* **Consigne**
Recopiez tout ce qui va de « L'HABITUELLE confé­rence du » jusqu'à « promis de venir. » dans l'article sur la guerre contre l'Iran, en renommant « Téhéran » en « la capitale iranienne ».

* **Section du document**

===

10/09/2012 tlaxcala-int.org  19min #71627

 Manifs à Tel-Aviv : Non à la guerre contre l'iran

La marche folle de l'histoire

 Uri Avnery

Rien ne saurait être plus angoissant que la pensée que ce duo - Ben­jamin Netanyahou et Ehoud Barak - est en situation de déclencher une guerre dont les dimen­sions et les consé­quences sont imprévisibles.

Ce n'est pas angoissant seulement en raison de leurs obses­sions idéo­lo­giques et de leurs men­ta­lités, mais aussi en raison de leur niveau d'intelligence.

Le mois dernier nous en a donné un petit exemple. Ce n'était en soi qu'un événement pas­sager. Mais comme illus­tration de leurs capa­cités de prendre des déci­sions, c'était assez effrayant.

L'HABITUELLE confé­rence du Mou­vement des Nations non-alignées devait se tenir à Téhéran. Cent vingt Etats avaient promis d'y par­ti­ciper, dont beaucoup étaient repré­sentés par leur pré­sident ou leur Premier ministre.

C'était une mau­vaise nou­velle pour le gou­ver­nement israélien qui avait consacré beaucoup de son énergie au cours de trois der­nières années à des efforts acharnés pour isoler l'Iran - lequel Iran ne consa­crait pas moins d'efforts acharnés à isoler Israël.

Comme si le lieu de la confé­rence ne suf­fisait pas, le Secré­taire général des Nations unies, Ban Ki-moon, annonça qu'il y par­ti­ci­perait également. Et comme si cela n'était pas encore assez, le nouveau pré­sident de l'Égypte, Mohamed Morsi, avait aussi promis de venir.

Netanyahou se trouva en face d'un problème : comment réagir ?

SI UN expert avisé avait été consulté, il aurait peut-être demandé : pourquoi faut-il vraiment réagir ?

Le Mou­vement des Non-alignés est une coquille vide. Il a été créé (ou « fondé ») il y a 51 ans, en pleine Guerre Froide, par Néhru d'Inde, Tito de You­go­slavie, Sukarno d'Indonésie et Abd-el-Nasser d'Égypte. Cent vingt nations les ont rejoints. Ils vou­laient ouvrir une voie entre les blocs amé­ricain et soviétique.

===

* **Entrées extraites**
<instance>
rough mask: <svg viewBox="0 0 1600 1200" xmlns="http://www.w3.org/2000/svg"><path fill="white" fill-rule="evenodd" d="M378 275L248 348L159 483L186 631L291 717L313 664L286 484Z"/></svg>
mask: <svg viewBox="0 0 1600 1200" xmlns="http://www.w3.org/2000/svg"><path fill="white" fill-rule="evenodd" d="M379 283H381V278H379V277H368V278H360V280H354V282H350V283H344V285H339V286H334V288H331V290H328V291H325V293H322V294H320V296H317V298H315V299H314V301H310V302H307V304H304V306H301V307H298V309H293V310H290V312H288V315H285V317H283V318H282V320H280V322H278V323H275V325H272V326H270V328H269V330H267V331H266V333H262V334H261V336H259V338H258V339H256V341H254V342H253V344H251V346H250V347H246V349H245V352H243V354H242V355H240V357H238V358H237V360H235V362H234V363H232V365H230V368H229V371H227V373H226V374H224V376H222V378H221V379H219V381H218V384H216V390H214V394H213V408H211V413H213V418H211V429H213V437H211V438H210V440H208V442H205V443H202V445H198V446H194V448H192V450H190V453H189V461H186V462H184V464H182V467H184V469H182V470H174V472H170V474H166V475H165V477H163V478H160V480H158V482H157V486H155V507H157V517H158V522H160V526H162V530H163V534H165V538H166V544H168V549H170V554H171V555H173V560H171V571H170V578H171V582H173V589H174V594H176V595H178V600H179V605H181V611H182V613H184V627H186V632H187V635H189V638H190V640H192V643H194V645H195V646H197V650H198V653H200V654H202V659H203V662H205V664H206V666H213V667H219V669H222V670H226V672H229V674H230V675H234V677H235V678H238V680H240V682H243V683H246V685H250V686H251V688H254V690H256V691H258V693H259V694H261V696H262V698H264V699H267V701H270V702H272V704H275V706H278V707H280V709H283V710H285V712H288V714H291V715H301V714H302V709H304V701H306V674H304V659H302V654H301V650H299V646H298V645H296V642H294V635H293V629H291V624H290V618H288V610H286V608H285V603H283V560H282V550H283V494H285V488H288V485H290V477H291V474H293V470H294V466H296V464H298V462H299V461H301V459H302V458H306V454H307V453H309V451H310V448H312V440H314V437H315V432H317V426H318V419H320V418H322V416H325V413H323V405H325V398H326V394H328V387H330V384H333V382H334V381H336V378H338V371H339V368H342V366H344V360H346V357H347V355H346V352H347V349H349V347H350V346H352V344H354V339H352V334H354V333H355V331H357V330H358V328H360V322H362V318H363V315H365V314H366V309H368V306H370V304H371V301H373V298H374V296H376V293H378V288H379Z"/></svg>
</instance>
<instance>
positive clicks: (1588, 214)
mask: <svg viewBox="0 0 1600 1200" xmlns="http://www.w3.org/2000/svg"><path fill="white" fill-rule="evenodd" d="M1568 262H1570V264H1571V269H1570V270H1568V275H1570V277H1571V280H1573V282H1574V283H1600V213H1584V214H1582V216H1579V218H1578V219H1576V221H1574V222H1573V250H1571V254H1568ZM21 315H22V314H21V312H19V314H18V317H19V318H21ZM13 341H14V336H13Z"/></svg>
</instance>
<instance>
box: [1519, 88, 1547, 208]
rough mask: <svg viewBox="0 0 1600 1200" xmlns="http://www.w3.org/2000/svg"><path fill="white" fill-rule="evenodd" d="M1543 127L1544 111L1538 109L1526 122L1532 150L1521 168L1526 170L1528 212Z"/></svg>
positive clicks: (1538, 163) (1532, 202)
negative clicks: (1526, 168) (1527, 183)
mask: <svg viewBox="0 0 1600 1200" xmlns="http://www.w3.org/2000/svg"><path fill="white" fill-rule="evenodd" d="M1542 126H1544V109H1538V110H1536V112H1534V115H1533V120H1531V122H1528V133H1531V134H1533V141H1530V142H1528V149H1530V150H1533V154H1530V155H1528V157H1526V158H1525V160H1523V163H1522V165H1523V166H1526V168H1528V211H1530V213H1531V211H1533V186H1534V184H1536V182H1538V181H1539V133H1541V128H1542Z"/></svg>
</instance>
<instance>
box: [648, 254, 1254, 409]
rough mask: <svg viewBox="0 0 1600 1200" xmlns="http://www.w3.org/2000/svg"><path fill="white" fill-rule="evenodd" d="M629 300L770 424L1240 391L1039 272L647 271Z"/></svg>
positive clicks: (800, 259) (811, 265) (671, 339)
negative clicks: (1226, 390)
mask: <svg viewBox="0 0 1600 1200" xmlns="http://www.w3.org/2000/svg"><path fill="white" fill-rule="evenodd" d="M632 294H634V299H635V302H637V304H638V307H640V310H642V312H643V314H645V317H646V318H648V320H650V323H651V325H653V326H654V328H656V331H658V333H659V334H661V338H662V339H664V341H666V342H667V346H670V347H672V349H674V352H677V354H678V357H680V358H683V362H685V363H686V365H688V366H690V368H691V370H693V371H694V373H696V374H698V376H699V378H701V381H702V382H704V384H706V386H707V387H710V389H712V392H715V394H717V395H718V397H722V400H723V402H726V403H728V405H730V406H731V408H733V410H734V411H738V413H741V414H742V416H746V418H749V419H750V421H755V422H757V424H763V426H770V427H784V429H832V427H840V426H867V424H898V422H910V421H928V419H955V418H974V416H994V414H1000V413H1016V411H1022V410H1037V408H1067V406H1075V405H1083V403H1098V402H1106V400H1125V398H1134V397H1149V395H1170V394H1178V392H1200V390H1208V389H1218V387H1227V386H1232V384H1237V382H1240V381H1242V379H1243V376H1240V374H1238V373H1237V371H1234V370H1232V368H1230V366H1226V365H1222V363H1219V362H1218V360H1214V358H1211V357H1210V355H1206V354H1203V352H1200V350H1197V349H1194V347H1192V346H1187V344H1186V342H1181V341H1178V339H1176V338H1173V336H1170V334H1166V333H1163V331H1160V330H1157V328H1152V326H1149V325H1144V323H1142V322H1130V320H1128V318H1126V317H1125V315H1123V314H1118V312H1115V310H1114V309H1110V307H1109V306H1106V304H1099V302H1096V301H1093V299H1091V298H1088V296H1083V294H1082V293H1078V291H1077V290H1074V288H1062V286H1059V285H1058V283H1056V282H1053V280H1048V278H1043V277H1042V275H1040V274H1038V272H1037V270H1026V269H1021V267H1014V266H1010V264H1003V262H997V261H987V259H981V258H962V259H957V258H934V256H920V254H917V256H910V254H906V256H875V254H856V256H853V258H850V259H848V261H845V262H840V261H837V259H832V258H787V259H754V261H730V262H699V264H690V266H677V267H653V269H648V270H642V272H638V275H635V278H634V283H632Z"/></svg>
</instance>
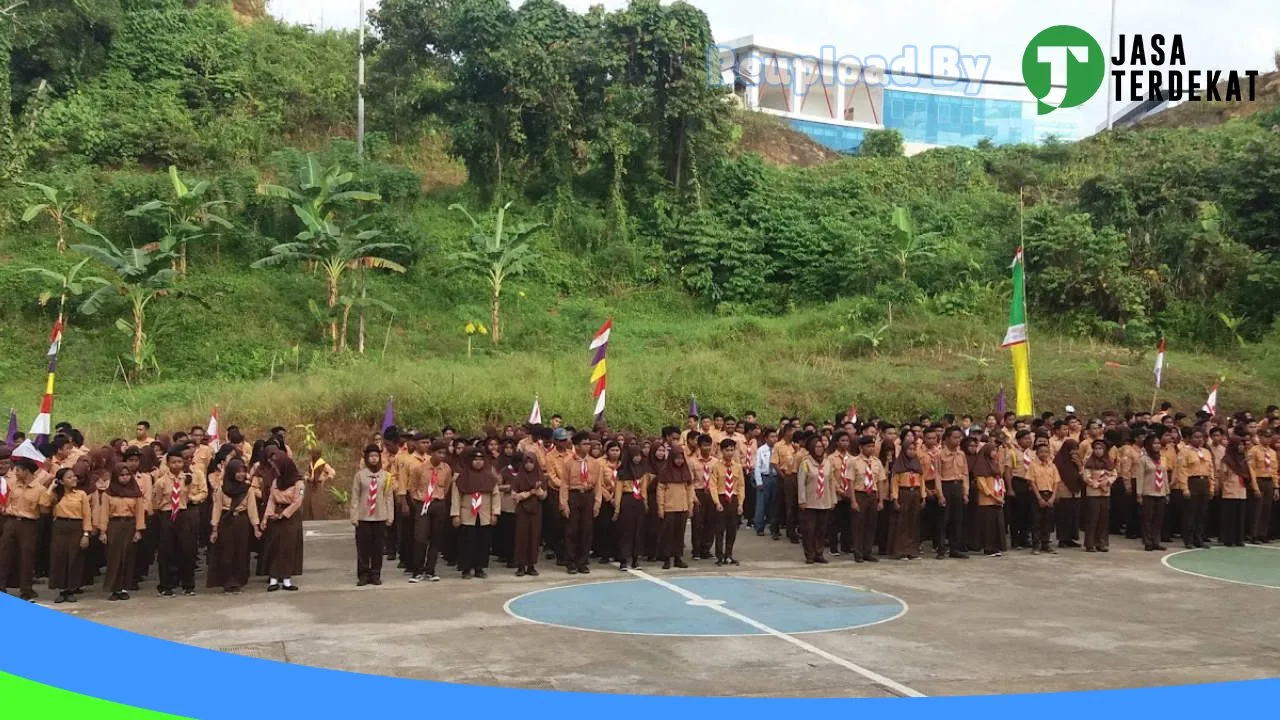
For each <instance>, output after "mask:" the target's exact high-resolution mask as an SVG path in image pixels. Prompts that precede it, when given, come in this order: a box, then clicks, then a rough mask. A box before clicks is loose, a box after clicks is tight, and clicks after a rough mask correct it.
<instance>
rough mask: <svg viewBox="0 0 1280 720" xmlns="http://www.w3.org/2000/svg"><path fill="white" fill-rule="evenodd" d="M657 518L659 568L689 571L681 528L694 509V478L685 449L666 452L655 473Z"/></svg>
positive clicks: (683, 535) (672, 449) (684, 545)
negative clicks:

===

* **Réponse**
L'HABITUELLE confé­rence du Mou­vement des Nations non-alignées devait se tenir à la capitale iranienne. Cent vingt Etats avaient promis d'y par­ti­ciper, dont beaucoup étaient repré­sentés par leur pré­sident ou leur Premier ministre.

C'était une mau­vaise nou­velle pour le gou­ver­nement israélien qui avait consacré beaucoup de son énergie au cours de trois der­nières années à des efforts acharnés pour isoler l'Iran - lequel Iran ne consa­crait pas moins d'efforts acharnés à isoler Israël.

Comme si le lieu de la confé­rence ne suf­fisait pas, le Secré­taire général des Nations unies, Ban Ki-moon, annonça qu'il y par­ti­ci­perait également. Et comme si cela n'était pas encore assez, le nouveau pré­sident de l'Égypte, Mohamed Morsi, avait aussi promis de venir.